-- Given data follows --
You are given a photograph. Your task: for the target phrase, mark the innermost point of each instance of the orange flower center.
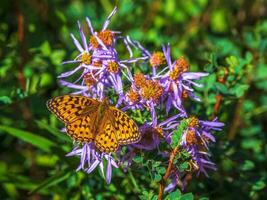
(174, 74)
(89, 80)
(139, 80)
(157, 59)
(185, 94)
(97, 63)
(151, 90)
(193, 121)
(113, 67)
(86, 58)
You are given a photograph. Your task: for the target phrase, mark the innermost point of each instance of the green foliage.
(228, 40)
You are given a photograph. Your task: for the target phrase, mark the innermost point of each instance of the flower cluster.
(161, 94)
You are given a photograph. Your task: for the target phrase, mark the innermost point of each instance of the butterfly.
(90, 120)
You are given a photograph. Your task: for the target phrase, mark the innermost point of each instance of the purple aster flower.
(195, 141)
(90, 158)
(177, 81)
(144, 93)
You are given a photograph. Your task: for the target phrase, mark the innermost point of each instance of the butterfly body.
(89, 120)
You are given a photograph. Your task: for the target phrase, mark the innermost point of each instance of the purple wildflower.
(102, 68)
(90, 158)
(177, 81)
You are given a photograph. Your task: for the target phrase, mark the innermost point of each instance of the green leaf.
(259, 185)
(36, 140)
(5, 100)
(174, 195)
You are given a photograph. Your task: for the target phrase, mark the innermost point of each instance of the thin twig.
(168, 172)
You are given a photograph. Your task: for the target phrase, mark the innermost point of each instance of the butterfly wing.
(70, 107)
(106, 140)
(127, 131)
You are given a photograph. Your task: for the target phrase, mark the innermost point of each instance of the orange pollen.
(185, 94)
(139, 80)
(89, 79)
(86, 58)
(157, 59)
(193, 122)
(182, 64)
(105, 36)
(151, 90)
(191, 137)
(93, 42)
(174, 74)
(133, 96)
(113, 67)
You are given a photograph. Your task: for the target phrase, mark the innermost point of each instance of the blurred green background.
(226, 38)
-- Given data concluded --
About this exercise:
Make an exact copy of all entries above, dropping the images.

Response area:
You are given a photograph. Your task: for the target phrase, mark the innermost point of each instance of the orange flower center.
(174, 74)
(89, 80)
(139, 80)
(157, 59)
(185, 94)
(97, 63)
(151, 90)
(193, 121)
(113, 67)
(86, 58)
You are given a photograph. Your task: for the target phrase, mark the innermost point of each instance of the green foliage.
(228, 40)
You are given a photograph. Your task: for the target phrase, mark the innermost point of each instance of the flower cluster.
(161, 94)
You are given a photograph. Your task: for the target phrase, mark the innermost point of each instance of the butterfly.
(90, 120)
You are given a photograph. Your task: for the target phrase, mark the innermost point of each instance of the purple aster flower.
(195, 141)
(90, 158)
(177, 81)
(144, 93)
You are given a photograph. Your task: for the target phrase, mark the innermost point of each instance of the butterfly body.
(89, 120)
You are given a photograph. Your task: for the target phrase, mark the innermost point of each instance of the purple wildflower.
(102, 68)
(90, 158)
(177, 81)
You are given a photograph. Your task: for the target phrase, mark the innermost point of each instance of the green leaf.
(259, 185)
(36, 140)
(5, 100)
(174, 195)
You are given a photograph. Your task: for the target phrase, mark the innermost point of each instance of the thin twig.
(168, 172)
You are given a photograph. Your task: for the target phrase, mark the innermost point of each instance of the butterfly wing.
(70, 107)
(106, 140)
(127, 131)
You are given a photograph. Your task: for the target phrase, mark the innermost point of each instance of the orange pollen.
(185, 94)
(139, 80)
(89, 79)
(86, 58)
(157, 59)
(193, 122)
(182, 64)
(105, 36)
(151, 90)
(191, 137)
(93, 42)
(174, 74)
(133, 96)
(113, 67)
You are given a photograph. Your task: for the target phrase, mark the innermost point of each instance of the blurred green background.
(226, 38)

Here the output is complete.